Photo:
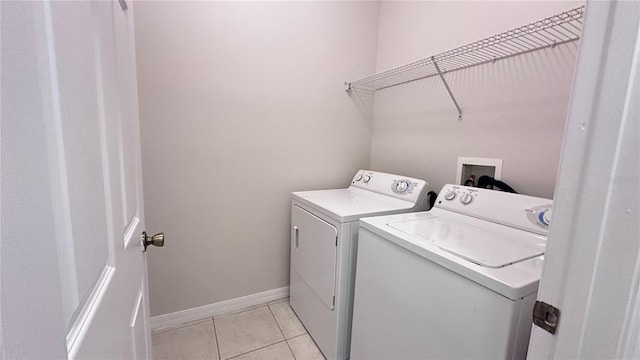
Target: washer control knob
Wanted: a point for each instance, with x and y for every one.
(402, 186)
(544, 217)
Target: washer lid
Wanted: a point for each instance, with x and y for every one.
(346, 205)
(479, 245)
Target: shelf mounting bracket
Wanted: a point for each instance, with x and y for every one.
(446, 85)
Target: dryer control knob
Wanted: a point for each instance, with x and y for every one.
(402, 186)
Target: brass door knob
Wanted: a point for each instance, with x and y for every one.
(155, 240)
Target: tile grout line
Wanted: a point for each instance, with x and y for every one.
(215, 335)
(282, 332)
(183, 325)
(249, 352)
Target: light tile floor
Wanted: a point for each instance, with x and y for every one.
(266, 332)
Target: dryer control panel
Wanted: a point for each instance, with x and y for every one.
(520, 211)
(398, 186)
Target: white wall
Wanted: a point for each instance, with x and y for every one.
(240, 104)
(514, 109)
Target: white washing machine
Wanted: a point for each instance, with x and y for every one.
(456, 282)
(324, 239)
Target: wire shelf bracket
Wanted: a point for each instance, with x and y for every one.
(562, 28)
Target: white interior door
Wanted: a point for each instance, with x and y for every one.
(592, 266)
(74, 63)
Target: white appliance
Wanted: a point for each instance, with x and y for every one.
(458, 281)
(324, 239)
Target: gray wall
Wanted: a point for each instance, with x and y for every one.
(514, 109)
(241, 104)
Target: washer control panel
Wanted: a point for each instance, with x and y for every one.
(463, 193)
(516, 210)
(401, 187)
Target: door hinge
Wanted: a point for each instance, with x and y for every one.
(546, 316)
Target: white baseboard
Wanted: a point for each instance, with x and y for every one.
(178, 318)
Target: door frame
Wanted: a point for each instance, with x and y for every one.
(592, 263)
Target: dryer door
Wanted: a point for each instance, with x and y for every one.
(313, 253)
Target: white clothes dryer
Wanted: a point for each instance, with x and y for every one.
(324, 240)
(456, 282)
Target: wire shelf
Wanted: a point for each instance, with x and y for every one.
(550, 32)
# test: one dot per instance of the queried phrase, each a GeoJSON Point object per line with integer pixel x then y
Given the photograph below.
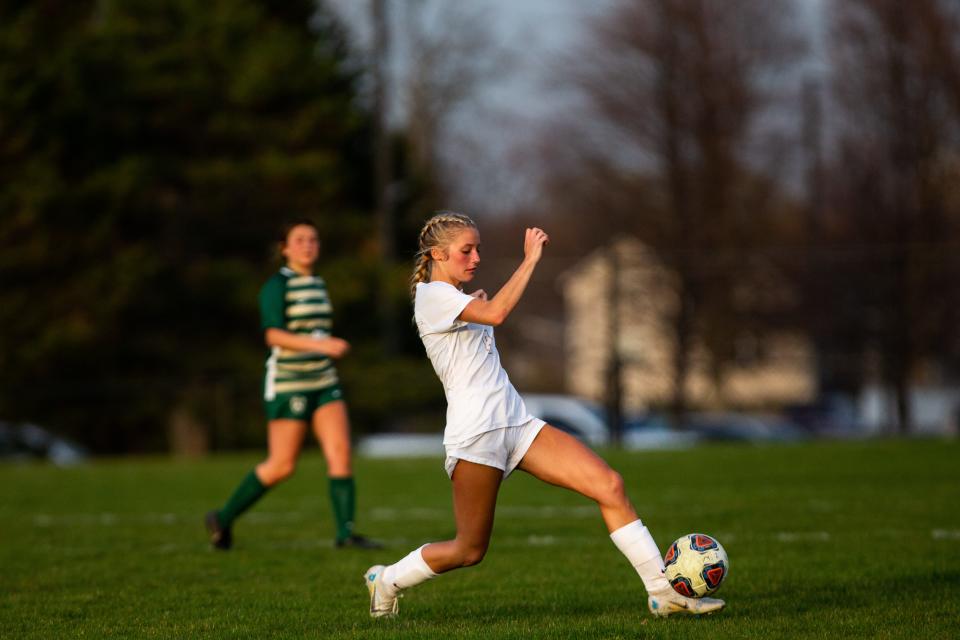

YOUR OBJECTIVE — Set the pictures aside and transcribe the data above exactly.

EXERCISE RESULT —
Photo:
Target: washer control knob
Wanted: a point for each instance, with x and y for every one.
(402, 186)
(544, 217)
Target: washer lid
Wanted: a point for each instance, with x and y for every one.
(346, 205)
(479, 245)
Target: shelf mounting bracket
Wanted: a point for each instance, with x and y for every one.
(446, 85)
Target: dryer control knob
Wanted: a point for each instance, with x and y for every one.
(402, 186)
Target: brass door knob
Wanted: a point for each instance, with x and y for every one.
(155, 240)
Target: tile grout line
Wanted: a point for each instance, with x and y for every one.
(215, 335)
(282, 332)
(183, 325)
(249, 352)
Target: light tile floor
Wanted: a point for each instance, with x and y for every one.
(266, 332)
Target: dryer control panel
Wanted: a point for each instance, with x and y for every one.
(520, 211)
(398, 186)
Target: white wall
Wanted: a point for each instance, with x and y for every one.
(240, 104)
(514, 109)
Target: white washing machine
Wanted: a point for each instance, with x and y for every one.
(456, 282)
(324, 239)
Target: wire shelf bracket
Wanted: a point for each instance, with x and y for every one.
(562, 28)
Target: white interior door
Wanted: a point for each instance, with x and y for every one.
(592, 266)
(74, 63)
Target: white appliance
Wanted: a point for each instance, with x and y for every one.
(458, 281)
(324, 239)
Target: gray wall
Wanted: a point for each instance, with x and y for every one.
(514, 109)
(241, 104)
Target: washer control panel
Wanted: a point for each instance, with x and y for every one.
(463, 193)
(516, 210)
(401, 187)
Target: door hinge
Wanted: a point for each instance, with x and y for every one.
(546, 316)
Target: white baseboard
Wanted: a point for each instance, with x and y for every one.
(178, 318)
Target: door frame
Wanted: a point for each instance, with x and y for every one.
(592, 263)
Target: dryer door
Wanted: a point for each instance, with x and y for every one.
(313, 253)
Target: white clothes dryer
Wanted: a point for each instance, with x and y for every one.
(324, 240)
(456, 282)
Target: wire shelf
Wanted: a point for each instance, with x and y for every one.
(550, 32)
# test: one dot per instance of the queried phrase, each a GeoJSON Point object per line with integer pixel x then y
Given the photograph below.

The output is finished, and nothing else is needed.